• Exercise instructions:
Swap "In this exercise you will tag" for "Your job is to mark" everywhere in the material below, changing nothing else. Leave the pictures out of your answer.

• Excerpts from a location annotation dataset:
>>>

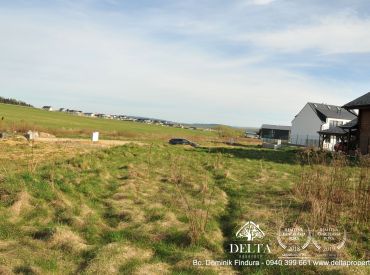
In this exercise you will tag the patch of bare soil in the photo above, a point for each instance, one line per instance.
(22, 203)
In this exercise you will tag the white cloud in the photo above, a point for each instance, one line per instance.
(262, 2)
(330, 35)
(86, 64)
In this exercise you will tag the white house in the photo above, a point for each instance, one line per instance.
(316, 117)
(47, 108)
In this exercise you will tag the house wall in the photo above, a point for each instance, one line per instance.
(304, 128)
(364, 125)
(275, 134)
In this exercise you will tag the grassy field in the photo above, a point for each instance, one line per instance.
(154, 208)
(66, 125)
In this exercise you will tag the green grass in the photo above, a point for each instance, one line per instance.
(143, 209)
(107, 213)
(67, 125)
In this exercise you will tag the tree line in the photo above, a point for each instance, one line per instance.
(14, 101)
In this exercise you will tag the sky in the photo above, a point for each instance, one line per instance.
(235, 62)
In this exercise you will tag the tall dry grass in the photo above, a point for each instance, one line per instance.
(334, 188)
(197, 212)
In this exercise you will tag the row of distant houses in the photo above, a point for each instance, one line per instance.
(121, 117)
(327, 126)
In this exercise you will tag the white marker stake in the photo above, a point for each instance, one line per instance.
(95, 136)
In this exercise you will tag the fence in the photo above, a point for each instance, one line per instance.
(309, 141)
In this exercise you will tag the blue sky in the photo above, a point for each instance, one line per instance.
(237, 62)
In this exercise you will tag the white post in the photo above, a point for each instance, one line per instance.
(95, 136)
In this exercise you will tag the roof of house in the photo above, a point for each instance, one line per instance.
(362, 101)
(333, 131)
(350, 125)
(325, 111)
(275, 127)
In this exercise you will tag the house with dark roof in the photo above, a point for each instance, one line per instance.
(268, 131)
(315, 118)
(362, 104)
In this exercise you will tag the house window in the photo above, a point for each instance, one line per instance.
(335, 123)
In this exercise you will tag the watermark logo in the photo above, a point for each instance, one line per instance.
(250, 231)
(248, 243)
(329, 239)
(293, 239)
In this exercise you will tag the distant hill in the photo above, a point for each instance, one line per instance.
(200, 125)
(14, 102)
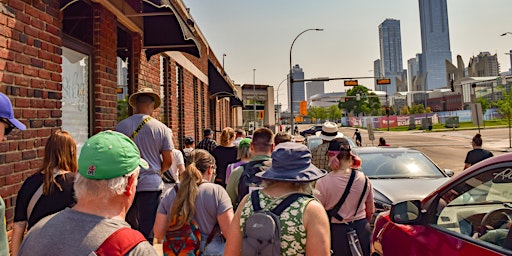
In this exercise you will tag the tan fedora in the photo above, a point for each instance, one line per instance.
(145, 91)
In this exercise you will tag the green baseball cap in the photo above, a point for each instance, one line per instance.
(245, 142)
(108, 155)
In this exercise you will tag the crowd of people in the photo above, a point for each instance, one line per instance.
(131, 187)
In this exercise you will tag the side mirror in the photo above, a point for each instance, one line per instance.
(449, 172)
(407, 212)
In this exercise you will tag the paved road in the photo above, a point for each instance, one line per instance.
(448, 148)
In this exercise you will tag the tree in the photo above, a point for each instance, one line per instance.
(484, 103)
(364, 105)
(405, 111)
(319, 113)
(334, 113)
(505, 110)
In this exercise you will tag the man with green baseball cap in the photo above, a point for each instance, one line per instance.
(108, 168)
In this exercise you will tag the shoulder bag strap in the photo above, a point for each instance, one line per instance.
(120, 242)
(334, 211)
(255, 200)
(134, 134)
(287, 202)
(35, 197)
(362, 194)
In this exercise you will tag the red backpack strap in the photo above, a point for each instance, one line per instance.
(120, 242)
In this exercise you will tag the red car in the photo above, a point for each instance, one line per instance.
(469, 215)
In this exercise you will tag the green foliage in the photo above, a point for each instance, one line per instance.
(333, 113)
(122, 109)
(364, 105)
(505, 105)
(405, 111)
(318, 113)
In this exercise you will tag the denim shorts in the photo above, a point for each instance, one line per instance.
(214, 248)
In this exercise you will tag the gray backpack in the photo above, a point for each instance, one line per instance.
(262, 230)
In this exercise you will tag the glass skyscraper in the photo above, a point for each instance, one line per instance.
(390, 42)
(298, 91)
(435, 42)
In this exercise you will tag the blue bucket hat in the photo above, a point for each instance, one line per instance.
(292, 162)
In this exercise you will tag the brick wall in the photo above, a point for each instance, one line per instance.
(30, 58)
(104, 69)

<<<

• Response:
Your job is to mark the patch of bare soil in the photo above, a point for each instance, one line per instance.
(22, 203)
Your job is to mark the white cloud in the photo above, a point for each instance, one line per instance.
(262, 2)
(330, 35)
(86, 64)
Your job is to mark the white house in the photo above, a point for each instance, one line per instance.
(316, 117)
(47, 108)
Your job is to mark the house wall in the photo above, a point for each instance, one line per instance.
(304, 128)
(364, 125)
(275, 134)
Your job is to mark the grassy field in the photo above, a point for each instance, one line per instance.
(154, 208)
(66, 125)
Your job is to mark the green grass in the photo above, a point for each instance, one line per instance.
(143, 209)
(107, 213)
(67, 125)
Your job is to mark the tree line in the photo above, a point for each instance, one line per instance.
(14, 101)
Your job is to mark the sky in the photo above, a point for each instance, one line per instance.
(235, 62)
Your job is to mark the tall dry grass in the photo above, a point for each instance, one line per instance.
(334, 188)
(197, 212)
Your job is to mark the row of distant houses in the photo above, a point for each instance, one line per instance.
(121, 117)
(327, 126)
Your job is to mark the white marker stake in the photo above, a point for each instance, one line per instance.
(95, 136)
Your job is to mark the fence in the photo above, a point for each instance, one line per instance.
(309, 141)
Your job is to mark the blue sky in the photo above, a point for each instance, one line per instance.
(237, 62)
Your job is to mark the white post in the photo above, a point for each instance, one line per instance.
(95, 136)
Your job is to mark the roof of house in the photo above, a point for each instance, one line per instance.
(362, 101)
(333, 131)
(350, 125)
(325, 111)
(275, 127)
Your job is to mark the house with dark roof in the photo above, a point for each instance, one line per instance.
(268, 131)
(315, 118)
(362, 104)
Your job is to mark the house window in the photo above, a point for each instance, one line per instance.
(335, 123)
Your job is to mark the watermark logo in the photo above, a point for each instance, one line per instance.
(250, 231)
(248, 243)
(329, 239)
(293, 239)
Your job is to mark the distant hill in the photo above, a point for each instance, one line per instance.
(200, 125)
(14, 102)
Your job is to mark the tan fedora in the photo above, a point for each instance, one line per instance.
(145, 91)
Your job is to mark the green baseball cap in the photo above, a point for each instance, one line per instance.
(245, 142)
(108, 155)
Your job is to mark the crowd of people in the photo above, a point for each instance, one line per instance.
(131, 187)
Your job is to mark the side mirror in the photo above, a point for each instance, one line per instance.
(449, 172)
(407, 212)
Your job is to mark the paved road in the photo above, a point for each instance, one line per instance.
(448, 148)
Your job is to mark the tree in the photo above, a point for each instance, one line per instance.
(484, 103)
(364, 105)
(405, 111)
(319, 113)
(334, 113)
(505, 110)
Your job is to mark the man with green baseball cap in the photo above, a point for each instance, one line per instance.
(108, 168)
Your job is to mark the shoulder bag strap in the photo above, a point for each instance, one line per instance.
(120, 242)
(334, 211)
(255, 200)
(134, 134)
(287, 202)
(35, 197)
(362, 194)
Your job is to mark the red backpack strap in the photo above, a point for each instance, one line per instance.
(120, 242)
Your job is to mark the red car in the photo above, a point for each instance, one line per instance.
(469, 215)
Your job is to mark the green foliage in the photo above, a point for each instance, one line per instance.
(333, 113)
(122, 109)
(364, 105)
(505, 105)
(405, 111)
(318, 113)
Your job is to mark the denim shorts in the photo above, a point for each instance, one line per instance.
(214, 248)
Your job is to mark the gray backpack in the photo above, a point for each instance, one line per instance.
(262, 230)
Your job is to mark the glass skyscraper in the photo above, a point for each instance, one line per instance.
(390, 42)
(298, 91)
(435, 42)
Your job is to mark the blue bucket hat in the photo above, a point for each instance, one line per instance.
(292, 162)
Your job is to mark the brick wall in the photo above, a point for each instance, one line per instance.
(30, 58)
(104, 69)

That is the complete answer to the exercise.